Records from a collection:
* * *

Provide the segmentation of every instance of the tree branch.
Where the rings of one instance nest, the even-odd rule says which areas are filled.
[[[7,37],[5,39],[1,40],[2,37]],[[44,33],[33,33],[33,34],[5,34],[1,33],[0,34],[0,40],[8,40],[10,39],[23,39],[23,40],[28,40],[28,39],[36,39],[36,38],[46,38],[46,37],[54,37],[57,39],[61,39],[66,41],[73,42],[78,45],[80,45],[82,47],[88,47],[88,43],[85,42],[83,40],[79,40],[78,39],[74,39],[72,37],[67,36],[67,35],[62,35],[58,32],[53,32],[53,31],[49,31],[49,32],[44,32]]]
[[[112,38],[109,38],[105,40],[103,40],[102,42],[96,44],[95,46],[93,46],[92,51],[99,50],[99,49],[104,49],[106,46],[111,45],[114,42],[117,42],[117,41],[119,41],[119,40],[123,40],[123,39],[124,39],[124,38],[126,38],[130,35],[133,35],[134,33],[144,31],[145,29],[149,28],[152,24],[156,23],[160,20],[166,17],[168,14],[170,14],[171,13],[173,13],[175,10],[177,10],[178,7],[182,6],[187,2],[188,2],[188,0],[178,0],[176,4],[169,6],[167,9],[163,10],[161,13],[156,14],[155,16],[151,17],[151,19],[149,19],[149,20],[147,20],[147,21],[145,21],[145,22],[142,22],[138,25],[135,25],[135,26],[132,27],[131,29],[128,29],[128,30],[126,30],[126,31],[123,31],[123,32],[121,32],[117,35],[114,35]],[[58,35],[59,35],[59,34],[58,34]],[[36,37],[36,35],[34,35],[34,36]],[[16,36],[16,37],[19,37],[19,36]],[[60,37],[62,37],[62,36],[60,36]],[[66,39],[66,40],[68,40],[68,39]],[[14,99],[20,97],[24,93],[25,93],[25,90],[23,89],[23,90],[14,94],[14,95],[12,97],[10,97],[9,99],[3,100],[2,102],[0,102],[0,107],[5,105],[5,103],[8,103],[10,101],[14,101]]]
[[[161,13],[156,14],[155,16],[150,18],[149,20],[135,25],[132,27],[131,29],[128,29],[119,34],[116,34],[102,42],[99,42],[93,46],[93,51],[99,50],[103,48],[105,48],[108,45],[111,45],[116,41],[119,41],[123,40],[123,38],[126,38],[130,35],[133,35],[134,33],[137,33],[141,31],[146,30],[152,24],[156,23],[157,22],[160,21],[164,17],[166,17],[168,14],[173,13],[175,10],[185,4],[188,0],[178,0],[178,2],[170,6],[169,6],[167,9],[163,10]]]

* * *

- Problem to work on:
State how many lines of the items above contain the word "instance". Give only the number.

- Completed task:
2